▶ **Given request A**: Quote the football team notes below in full, word for word.

▶ **Excerpt to read**:
==============================
Cincinnati Bengals : The Bengals are deep enough in the secondary to withstand the loss of safeties Jessie Bates and Von Bell. They scored a huge signing to shore up their biggest weakness by adding former Chiefs LT Orlando Brown on a four-year deal.
Dallas Cowboys : Brian Schottenheimer is coming on as OC with the Cowboys offense potentially ready to shift after they cut Ezekiel Elliott, tagged Tony Pollard, and traded for Brandin Cooks. Stephon Gillmore joins Travon Diggs in a scary secondary and Tyron Smith is coming back to protect Dak Prescott’s blind side.
New York Jets : The Jets have shifted from +2500 to +1400 to win it all with Aaron Rodgers verbally committed to joining a talented young team. They should also get stud RB Breece Hall (ACL) back this year, it’s just a question of how much money they’ll have to commit to Rodgers.
Miami Dolphins : Mike McDaniel had the Dolphins offense firing on all cylinders last season and Tua Tagovailoa is expected to be ready for next season. The front office brought in former Jets QB Mike White to serve as a backup and Jalen Ramsey is a huge acquisition to shore up one of the leakiest secondaries in football.
==============================
▶ **Given request B**: Pull out each line of the listing below that contains the word "fabric".

[Pointing entries for labeled objects]
==============================
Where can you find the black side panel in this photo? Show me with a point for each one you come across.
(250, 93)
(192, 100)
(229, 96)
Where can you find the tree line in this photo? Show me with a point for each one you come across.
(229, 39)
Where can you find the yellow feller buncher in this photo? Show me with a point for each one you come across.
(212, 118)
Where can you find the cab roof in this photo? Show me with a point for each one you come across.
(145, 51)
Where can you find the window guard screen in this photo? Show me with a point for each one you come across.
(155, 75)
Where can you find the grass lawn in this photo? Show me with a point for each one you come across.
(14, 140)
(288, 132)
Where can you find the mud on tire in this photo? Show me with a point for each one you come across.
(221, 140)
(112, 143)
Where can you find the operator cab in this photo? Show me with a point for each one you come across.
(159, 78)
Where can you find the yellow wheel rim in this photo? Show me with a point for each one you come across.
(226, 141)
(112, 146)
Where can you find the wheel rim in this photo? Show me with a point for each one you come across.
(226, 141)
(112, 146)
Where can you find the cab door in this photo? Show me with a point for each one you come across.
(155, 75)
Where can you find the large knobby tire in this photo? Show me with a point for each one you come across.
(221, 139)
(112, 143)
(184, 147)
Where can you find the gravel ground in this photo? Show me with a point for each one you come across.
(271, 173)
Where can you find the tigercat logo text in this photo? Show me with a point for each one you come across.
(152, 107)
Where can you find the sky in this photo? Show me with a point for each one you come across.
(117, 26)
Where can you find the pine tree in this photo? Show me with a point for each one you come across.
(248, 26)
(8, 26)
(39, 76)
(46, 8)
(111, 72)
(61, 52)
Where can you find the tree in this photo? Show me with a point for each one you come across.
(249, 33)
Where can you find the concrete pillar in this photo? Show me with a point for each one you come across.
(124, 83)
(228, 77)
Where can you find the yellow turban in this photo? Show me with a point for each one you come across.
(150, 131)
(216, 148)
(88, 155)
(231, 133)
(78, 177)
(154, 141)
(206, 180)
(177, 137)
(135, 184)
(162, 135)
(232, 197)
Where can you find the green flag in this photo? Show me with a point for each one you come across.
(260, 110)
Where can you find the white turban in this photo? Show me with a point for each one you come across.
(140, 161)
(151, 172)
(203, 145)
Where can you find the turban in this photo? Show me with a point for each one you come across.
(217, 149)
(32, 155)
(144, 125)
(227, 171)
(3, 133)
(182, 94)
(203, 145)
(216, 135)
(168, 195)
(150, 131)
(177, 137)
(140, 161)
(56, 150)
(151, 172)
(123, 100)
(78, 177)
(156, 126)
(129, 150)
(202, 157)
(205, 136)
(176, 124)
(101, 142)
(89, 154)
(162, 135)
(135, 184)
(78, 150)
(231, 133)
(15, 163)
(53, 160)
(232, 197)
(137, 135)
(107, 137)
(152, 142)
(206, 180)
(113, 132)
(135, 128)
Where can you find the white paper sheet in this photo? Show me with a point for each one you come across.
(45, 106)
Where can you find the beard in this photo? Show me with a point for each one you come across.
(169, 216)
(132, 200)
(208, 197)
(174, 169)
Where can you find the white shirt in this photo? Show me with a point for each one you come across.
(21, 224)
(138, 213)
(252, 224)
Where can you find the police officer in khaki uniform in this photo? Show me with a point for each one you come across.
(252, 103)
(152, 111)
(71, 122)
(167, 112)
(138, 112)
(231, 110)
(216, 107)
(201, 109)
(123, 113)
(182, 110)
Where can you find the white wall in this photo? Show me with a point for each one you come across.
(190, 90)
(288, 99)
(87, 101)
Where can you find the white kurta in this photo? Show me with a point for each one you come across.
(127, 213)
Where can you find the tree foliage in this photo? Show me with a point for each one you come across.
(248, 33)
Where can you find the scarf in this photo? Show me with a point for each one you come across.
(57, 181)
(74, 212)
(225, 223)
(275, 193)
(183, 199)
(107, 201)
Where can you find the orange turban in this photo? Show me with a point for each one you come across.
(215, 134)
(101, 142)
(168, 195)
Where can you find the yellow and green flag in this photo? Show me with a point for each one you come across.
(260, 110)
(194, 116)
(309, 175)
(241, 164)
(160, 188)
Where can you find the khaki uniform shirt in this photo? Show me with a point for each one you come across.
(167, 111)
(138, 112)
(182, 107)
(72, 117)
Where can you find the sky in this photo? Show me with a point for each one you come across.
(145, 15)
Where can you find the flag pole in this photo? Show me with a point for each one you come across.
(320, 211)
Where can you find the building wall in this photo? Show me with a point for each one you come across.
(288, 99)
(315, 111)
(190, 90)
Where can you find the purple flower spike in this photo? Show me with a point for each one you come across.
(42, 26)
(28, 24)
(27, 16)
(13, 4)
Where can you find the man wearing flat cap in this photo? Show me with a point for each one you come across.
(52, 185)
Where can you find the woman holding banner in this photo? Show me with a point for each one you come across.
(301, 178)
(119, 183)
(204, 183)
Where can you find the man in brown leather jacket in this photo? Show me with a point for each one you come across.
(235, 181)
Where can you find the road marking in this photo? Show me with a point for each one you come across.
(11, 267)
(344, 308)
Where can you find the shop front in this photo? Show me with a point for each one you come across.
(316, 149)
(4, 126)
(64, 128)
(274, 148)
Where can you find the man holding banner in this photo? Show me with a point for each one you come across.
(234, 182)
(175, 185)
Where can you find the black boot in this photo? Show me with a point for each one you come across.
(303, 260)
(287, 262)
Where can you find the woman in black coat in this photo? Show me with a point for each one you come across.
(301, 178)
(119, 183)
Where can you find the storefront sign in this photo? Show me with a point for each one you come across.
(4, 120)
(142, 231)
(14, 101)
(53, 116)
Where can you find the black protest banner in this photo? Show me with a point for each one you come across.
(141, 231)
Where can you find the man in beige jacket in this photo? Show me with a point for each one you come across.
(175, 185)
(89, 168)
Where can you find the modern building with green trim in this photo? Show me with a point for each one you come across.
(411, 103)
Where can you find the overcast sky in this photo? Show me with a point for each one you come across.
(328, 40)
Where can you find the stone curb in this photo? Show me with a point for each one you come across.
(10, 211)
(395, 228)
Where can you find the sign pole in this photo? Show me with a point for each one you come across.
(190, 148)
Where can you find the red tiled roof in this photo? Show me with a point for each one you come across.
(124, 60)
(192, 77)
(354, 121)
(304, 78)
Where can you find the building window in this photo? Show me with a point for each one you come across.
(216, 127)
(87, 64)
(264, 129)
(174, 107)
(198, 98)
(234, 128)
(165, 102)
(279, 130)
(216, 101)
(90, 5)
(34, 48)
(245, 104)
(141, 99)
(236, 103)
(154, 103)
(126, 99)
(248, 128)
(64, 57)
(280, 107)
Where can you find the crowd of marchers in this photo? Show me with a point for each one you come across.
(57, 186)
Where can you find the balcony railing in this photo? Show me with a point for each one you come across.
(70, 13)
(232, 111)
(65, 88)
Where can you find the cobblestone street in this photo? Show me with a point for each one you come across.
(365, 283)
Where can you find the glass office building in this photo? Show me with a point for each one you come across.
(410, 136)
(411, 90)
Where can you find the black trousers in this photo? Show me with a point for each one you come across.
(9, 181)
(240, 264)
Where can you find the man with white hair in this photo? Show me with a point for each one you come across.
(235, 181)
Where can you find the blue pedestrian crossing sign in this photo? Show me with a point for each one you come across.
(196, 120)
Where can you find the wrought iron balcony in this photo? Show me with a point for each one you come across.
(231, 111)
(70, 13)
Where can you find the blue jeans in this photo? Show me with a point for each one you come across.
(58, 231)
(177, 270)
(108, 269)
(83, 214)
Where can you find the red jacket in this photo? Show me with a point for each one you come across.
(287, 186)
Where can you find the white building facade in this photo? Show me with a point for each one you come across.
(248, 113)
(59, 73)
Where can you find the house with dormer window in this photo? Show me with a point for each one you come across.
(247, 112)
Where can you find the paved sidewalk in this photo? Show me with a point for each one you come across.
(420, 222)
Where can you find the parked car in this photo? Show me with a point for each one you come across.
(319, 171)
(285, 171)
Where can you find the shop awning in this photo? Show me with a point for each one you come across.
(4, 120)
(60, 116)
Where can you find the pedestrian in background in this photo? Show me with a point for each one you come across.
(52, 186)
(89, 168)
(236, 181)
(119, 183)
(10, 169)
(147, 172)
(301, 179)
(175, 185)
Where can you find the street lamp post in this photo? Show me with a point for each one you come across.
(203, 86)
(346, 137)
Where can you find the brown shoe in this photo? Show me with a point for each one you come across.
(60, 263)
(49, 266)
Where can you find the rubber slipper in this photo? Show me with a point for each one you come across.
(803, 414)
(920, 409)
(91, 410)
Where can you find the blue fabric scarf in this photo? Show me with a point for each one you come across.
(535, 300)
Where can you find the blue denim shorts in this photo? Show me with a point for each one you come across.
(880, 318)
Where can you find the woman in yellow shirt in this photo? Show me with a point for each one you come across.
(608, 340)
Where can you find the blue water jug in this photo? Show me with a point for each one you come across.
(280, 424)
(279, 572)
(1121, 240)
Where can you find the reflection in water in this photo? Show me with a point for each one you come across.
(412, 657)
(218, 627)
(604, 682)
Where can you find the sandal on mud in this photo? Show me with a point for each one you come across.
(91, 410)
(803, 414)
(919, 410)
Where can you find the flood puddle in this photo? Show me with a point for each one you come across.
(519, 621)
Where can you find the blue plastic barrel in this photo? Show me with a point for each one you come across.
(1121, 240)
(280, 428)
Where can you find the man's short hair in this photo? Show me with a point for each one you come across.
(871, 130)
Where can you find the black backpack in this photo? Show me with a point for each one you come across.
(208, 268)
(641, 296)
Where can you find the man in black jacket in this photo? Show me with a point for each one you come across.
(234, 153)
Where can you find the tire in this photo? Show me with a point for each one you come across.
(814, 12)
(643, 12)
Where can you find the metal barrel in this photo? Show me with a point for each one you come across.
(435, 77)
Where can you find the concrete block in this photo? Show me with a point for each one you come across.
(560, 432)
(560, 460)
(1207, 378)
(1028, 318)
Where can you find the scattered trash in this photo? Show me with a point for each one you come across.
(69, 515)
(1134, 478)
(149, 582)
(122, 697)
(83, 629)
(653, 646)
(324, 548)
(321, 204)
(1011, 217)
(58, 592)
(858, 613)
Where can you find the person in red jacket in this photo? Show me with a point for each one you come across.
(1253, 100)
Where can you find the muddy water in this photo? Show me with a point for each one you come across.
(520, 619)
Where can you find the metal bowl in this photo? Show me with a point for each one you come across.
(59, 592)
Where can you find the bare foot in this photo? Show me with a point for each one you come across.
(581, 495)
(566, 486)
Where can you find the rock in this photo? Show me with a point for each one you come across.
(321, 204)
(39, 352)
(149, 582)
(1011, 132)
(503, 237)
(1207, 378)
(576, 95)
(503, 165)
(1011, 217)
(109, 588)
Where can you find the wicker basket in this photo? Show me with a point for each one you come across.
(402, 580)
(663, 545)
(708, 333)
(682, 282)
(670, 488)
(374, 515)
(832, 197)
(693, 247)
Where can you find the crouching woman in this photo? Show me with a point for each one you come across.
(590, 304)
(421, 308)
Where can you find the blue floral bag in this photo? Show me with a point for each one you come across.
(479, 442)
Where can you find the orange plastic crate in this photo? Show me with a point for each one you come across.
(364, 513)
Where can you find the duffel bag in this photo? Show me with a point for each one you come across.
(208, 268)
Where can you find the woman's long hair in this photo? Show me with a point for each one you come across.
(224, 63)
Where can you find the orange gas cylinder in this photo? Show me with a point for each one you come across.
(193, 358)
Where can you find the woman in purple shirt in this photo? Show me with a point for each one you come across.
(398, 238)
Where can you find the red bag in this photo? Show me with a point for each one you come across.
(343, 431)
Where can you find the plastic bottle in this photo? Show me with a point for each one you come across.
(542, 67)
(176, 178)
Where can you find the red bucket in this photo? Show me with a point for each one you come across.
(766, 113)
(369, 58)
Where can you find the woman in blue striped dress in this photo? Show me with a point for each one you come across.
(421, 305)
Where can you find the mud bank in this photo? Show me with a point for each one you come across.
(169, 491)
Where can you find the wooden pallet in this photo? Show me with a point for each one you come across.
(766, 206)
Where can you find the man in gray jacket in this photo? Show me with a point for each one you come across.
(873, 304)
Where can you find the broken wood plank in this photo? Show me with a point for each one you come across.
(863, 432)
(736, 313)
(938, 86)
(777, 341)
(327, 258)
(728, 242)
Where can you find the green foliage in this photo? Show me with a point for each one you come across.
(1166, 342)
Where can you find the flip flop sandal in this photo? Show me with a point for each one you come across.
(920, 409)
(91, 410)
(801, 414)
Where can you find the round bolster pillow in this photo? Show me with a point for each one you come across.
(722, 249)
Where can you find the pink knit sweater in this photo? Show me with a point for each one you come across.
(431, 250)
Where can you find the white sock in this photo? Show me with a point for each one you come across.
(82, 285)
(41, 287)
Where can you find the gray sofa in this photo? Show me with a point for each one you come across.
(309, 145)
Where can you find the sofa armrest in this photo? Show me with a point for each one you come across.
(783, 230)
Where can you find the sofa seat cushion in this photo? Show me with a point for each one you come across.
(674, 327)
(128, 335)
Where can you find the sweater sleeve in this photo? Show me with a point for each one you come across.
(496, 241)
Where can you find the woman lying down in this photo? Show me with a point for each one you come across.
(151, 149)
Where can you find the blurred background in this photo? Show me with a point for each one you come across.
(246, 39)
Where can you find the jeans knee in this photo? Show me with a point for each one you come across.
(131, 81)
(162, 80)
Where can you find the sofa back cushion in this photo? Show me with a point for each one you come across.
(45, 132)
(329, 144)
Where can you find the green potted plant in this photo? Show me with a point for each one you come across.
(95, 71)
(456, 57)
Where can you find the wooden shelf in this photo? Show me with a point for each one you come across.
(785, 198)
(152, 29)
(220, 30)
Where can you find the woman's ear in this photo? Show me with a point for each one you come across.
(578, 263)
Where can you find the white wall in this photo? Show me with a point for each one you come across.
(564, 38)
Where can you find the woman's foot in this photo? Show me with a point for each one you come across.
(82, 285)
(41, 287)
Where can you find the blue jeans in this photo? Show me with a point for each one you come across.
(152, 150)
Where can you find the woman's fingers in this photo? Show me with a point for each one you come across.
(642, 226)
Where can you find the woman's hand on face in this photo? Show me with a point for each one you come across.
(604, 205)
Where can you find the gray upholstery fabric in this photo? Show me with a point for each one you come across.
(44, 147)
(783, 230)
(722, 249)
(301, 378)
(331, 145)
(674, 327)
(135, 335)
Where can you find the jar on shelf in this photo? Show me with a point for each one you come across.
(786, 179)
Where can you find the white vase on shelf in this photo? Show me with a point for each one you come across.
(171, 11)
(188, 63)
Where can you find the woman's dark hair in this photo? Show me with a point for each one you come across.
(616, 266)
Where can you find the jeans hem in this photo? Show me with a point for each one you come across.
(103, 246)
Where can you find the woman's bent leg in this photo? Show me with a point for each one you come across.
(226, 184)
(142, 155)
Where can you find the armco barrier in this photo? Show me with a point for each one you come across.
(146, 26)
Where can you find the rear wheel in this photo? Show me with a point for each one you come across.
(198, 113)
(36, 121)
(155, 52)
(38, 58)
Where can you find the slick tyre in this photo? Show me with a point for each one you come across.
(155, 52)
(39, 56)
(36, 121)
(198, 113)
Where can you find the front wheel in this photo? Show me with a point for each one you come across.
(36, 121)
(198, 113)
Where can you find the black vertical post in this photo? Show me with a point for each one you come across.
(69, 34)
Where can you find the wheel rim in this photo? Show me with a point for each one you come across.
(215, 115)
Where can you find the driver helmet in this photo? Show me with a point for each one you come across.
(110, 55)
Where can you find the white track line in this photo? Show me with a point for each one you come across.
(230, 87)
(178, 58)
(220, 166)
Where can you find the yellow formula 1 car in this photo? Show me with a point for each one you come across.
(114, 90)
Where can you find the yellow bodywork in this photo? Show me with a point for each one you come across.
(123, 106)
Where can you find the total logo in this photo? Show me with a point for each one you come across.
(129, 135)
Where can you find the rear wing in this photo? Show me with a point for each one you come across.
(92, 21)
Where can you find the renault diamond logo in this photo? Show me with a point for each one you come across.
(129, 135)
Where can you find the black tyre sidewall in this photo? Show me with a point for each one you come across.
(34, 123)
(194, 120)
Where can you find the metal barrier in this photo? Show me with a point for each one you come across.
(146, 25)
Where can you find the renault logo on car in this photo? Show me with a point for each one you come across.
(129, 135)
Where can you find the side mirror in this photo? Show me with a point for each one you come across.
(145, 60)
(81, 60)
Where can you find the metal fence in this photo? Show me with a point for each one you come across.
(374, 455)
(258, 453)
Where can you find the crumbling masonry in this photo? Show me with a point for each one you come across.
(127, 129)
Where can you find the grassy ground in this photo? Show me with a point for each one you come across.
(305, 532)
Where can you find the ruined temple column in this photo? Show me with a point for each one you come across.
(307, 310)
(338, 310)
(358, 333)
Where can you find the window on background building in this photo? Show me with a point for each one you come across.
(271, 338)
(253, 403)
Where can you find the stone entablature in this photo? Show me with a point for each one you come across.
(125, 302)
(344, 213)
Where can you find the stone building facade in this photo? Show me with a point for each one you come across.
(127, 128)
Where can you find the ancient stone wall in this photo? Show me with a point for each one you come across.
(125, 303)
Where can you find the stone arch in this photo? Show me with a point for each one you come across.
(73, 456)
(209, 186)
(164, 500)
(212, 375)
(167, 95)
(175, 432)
==============================
▶ **Full response A**:
Cincinnati Bengals : The Bengals are deep enough in the secondary to withstand the loss of safeties Jessie Bates and Von Bell. They scored a huge signing to shore up their biggest weakness by adding former Chiefs LT Orlando Brown on a four-year deal.
Dallas Cowboys : Brian Schottenheimer is coming on as OC with the Cowboys offense potentially ready to shift after they cut Ezekiel Elliott, tagged Tony Pollard, and traded for Brandin Cooks. Stephon Gillmore joins Travon Diggs in a scary secondary and Tyron Smith is coming back to protect Dak Prescott’s blind side.
New York Jets : The Jets have shifted from +2500 to +1400 to win it all with Aaron Rodgers verbally committed to joining a talented young team. They should also get stud RB Breece Hall (ACL) back this year, it’s just a question of how much money they’ll have to commit to Rodgers.
Miami Dolphins : Mike McDaniel had the Dolphins offense firing on all cylinders last season and Tua Tagovailoa is expected to be ready for next season. The front office brought in former Jets QB Mike White to serve as a backup and Jalen Ramsey is a huge acquisition to shore up one of the leakiest secondaries in football.

▶ **Full response B**:
Where can you find the blue fabric scarf in this photo? Show me with a point for each one you come across.
Where can you find the gray upholstery fabric in this photo? Show me with a point for each one you come across.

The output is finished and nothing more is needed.